#### Short exercise
Type out the records that follow, exactly as given.

#### Data extracted from a collection
***

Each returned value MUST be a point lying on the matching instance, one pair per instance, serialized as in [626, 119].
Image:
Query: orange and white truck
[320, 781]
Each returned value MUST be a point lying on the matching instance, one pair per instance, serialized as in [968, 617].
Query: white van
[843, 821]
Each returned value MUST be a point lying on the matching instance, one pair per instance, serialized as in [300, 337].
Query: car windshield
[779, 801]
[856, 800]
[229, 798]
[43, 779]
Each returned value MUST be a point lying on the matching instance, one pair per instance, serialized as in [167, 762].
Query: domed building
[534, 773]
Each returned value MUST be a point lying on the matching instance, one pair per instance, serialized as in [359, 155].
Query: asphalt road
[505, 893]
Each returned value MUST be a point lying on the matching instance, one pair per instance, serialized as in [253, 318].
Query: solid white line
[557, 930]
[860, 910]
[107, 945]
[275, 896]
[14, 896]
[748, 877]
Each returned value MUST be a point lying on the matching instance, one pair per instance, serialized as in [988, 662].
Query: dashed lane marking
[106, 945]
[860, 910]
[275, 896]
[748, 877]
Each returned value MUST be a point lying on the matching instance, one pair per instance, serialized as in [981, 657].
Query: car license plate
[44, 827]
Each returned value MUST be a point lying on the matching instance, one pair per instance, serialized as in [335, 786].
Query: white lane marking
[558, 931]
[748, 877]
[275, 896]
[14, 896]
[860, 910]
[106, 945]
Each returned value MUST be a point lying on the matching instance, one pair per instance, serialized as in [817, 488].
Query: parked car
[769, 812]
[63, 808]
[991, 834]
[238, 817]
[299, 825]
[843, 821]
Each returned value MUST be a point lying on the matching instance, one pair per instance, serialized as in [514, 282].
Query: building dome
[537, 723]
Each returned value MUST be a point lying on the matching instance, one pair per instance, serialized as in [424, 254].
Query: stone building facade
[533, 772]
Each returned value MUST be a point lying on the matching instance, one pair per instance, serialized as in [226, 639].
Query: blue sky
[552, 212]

***

#### Task output
Each returned value MUST be a point lying on the matching instance, one pair per instance, serialized as in [626, 119].
Image:
Query: orange and white truck
[320, 781]
Each returned value MUST be a point lying on the matching instance, one pair per instance, serialized as in [968, 617].
Query: white van
[843, 821]
Each returned value MUST be a point lying on the matching instance, one pair per instance, serialized as in [300, 337].
Query: car windshield
[779, 801]
[856, 800]
[229, 798]
[43, 779]
Each returned value MUST be a point lying on the matching instance, one pair per instance, serialized as in [167, 762].
Query: domed building
[534, 773]
Each returned value MUST be a point lying on the matching instance, one pair per instance, serialized as in [359, 155].
Query: asphalt road
[505, 893]
Each returned value MUST be a point lying on the matching instance, one pair per instance, serialized as in [253, 318].
Query: solid white line
[557, 930]
[860, 910]
[107, 945]
[275, 896]
[14, 896]
[748, 877]
Each returned value MUST be a point lying on the matching instance, one pair per instance, serialized as in [988, 662].
Query: dashed lane marking
[106, 945]
[860, 910]
[275, 896]
[748, 877]
Each returned value MUST be a point lying on the matching instance, one pair per instance, serialized as in [981, 657].
Query: car license plate
[44, 827]
Each returned value MUST be a point lying on the matching instance, one pair per instance, serialized as in [335, 786].
Query: white lane marking
[558, 931]
[748, 877]
[275, 896]
[14, 896]
[860, 910]
[106, 945]
Each returned value MUST be a point lying on the matching instance, one pair per instance, serialized as in [817, 488].
Query: parked car
[769, 812]
[63, 808]
[991, 834]
[238, 817]
[299, 825]
[843, 821]
Each returned value MUST be a point lying on the matching instance, one pair per instance, serialized as in [514, 282].
Query: building dome
[537, 723]
Each returned value MUST be a point lying on the matching instance, one pair per instance, serialized as in [424, 254].
Query: stone building facade
[533, 772]
Each returned value MUST be a point lying on the matching instance, one pair per instance, serialized as in [226, 639].
Query: blue sky
[552, 212]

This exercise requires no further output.